Escritor

El jubilado, conforme avanza el Pacto de Toledo, va perdiendo prestigio. Hubo un tiempo que jubilarse era un timbre de gloria. El Ejército, si el que se iba a la escala B demostraba tener una herida o un rasguño, o bien las ostias en el cuartel, lo hacía general honorífico para que pudiera ir con los entorchados el día de la patrona. Los médicos nunca se han retirado del todo, y los ves con el fonendo por la calle, y como un poco idos de este mundo. El bancario, aquel bancario que te salía a saludar a la puerta del banco, hoy está permutado por el que prematuramente con cuarenta años se para a ver cómo Aqualia arregla tuberías por la ciudad. Saponi y Celdrán son excepciones porque se jubilarán en el Senado, adonde aportarán un caudal de ideas. Después hay una legión de jubilados que vienen por cuenta propia, que al día siguiente de la jubilación se les pone una nube en un ojo, con un glaucoma, o una imprevista catarata, éstos suelen prender fuego a sus mujeres que les reprueban que ya no sirven para nada, ahora que ya sin trabajo podían echar un polvo en casa, pero el jubilado está totalmente hecho polvo él y en lugar de aceptar la proposición compra cinco litros de gasolina.

+++

Pruébalo
Según el texto sobre los jubilados, ¿dónde se jubilarán Saponi y Celdrán? Los ítems son material aparte y no guardan relación con el texto.

Material de estudio
+++

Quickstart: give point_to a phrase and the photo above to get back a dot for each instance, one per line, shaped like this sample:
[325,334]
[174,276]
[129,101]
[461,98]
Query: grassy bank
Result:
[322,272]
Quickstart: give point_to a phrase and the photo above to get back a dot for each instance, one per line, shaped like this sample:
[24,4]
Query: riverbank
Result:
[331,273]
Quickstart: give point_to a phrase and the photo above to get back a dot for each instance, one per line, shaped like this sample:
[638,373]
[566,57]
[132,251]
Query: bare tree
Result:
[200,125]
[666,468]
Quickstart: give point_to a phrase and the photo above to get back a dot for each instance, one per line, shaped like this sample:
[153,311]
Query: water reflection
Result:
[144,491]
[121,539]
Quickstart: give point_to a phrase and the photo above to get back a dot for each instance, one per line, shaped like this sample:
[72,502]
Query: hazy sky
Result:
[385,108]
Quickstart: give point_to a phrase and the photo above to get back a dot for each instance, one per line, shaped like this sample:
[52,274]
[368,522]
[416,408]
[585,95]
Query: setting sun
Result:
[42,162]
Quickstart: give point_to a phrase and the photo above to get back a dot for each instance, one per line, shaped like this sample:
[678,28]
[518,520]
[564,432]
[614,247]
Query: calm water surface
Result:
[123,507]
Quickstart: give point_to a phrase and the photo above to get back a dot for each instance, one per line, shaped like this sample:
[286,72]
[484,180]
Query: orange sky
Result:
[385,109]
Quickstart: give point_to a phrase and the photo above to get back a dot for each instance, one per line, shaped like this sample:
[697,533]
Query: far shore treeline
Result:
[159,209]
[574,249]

+++

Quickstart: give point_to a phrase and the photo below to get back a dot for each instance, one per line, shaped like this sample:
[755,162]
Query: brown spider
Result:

+++

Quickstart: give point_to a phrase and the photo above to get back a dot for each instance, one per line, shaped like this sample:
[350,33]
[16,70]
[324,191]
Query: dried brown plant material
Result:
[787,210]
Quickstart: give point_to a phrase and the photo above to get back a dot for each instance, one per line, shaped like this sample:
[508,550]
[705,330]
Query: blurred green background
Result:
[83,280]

+++

Resultado esperado
En el Senado.